_Exercise requirements_
Write out the lines of the records below exactly, starting with the line containing "Where can you see the rocky" and continuing through the end of the records. Leave out the pictures.

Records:
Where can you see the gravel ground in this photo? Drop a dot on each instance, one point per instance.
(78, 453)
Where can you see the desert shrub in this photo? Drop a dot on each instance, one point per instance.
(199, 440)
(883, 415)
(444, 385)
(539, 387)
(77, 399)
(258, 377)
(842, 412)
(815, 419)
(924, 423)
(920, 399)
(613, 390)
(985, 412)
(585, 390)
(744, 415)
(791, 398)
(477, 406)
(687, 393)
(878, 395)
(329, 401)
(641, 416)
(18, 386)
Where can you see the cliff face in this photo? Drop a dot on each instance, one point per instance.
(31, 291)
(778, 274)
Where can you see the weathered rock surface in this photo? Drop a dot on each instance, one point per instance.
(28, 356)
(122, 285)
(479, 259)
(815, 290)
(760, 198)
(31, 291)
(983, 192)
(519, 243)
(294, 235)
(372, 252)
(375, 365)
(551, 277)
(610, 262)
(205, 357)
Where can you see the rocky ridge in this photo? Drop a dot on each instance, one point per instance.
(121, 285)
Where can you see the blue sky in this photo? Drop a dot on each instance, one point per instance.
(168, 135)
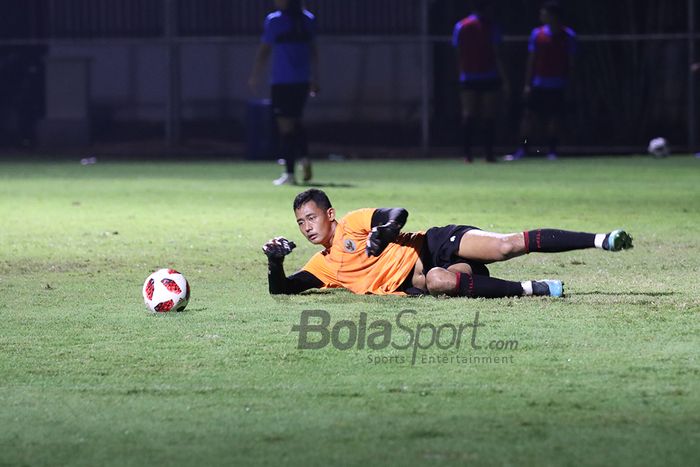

_Final result_
Where can you see the rocky ridge in this photo? Drop a dot on each instance, one point per instance.
(121, 285)
Where can you see the blue sky in this photo? Drop a dot on each instance, one point per instance.
(168, 135)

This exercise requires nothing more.